KANSAS CITY, Mo. — Some Missouri hospitals are reporting doubled or tripled COVID-19 case numbers in recent weeks, and health experts say the virus’ Delta variant is likely to blame.
As cases accelerate in more rural areas, specifically southwest Missouri, the Kansas City metro is also bracing for a surge.
FOX4 went to a wastewater treatment plant in the West Bottoms on Wednesday after talking with health leaders about one of the key ways they are monitoring the spread of the delta variant.
They have been using wastewater to study the virus for months now, but the Sewershed Surveillance Project can actually check the wastewater and detect which variants are present.
Currently, they are most concerned about the Delta, but also the Alpha variants. At last check, neither variant was detected at the West Bottoms facility, but at treatment plants just slightly more rural, tests are finding them.
State health leaders are unable to tell how many people are “expelling evidence” of the Delta variant of COVID-19. But they can tell it is present at the Fishing River Wastewater Treatment plant in Liberty.
Those results are also being reported at the Rock Creek Plant in Independence, and in Platte City, local wastewater tested positive as well.
Doctors at the University of Kansas Health System described how those tests are a reflection of another trend during a Facebook broadcast on Monday.
“We know that the vaccine offers protection even against the Delta variant,” Dr. Dana Hawkinson said Wednesday morning.

▶ [Exercise requirements] Duplicate the part of the news report on Delta variant detection in Missouri wastewater starting at "As cases accelerate" and ending at "variants are present.". The listing has no connection to the news report on Delta variant detection in Missouri wastewater.

▶ [Data listing]

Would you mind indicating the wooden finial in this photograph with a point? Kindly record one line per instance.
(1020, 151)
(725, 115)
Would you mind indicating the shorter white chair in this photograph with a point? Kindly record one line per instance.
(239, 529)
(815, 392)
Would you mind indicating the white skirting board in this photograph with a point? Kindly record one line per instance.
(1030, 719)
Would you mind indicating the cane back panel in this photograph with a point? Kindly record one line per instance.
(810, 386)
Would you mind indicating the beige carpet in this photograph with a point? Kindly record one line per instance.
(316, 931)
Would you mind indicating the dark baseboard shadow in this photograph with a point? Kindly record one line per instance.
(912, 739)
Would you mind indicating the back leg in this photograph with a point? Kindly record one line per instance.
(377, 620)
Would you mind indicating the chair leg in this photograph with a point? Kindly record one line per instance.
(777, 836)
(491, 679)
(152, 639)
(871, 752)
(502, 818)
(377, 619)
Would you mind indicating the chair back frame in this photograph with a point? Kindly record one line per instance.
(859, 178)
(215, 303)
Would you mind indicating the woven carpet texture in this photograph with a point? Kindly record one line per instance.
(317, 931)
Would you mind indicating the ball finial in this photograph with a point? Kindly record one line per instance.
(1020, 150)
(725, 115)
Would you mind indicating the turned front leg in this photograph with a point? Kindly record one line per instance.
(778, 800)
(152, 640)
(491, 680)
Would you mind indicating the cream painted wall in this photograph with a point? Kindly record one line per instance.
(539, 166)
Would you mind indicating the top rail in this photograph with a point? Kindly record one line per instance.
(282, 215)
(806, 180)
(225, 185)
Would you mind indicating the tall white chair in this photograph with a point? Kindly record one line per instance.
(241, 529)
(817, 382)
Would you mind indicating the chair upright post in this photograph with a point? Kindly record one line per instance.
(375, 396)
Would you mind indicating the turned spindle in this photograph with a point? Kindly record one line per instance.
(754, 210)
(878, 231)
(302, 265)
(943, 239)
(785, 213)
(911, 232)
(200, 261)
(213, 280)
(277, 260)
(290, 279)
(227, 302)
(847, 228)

▶ [Finished task]
As cases accelerate in more rural areas, specifically southwest Missouri, the Kansas City metro is also bracing for a surge.
FOX4 went to a wastewater treatment plant in the West Bottoms on Wednesday after talking with health leaders about one of the key ways they are monitoring the spread of the delta variant.
They have been using wastewater to study the virus for months now, but the Sewershed Surveillance Project can actually check the wastewater and detect which variants are present.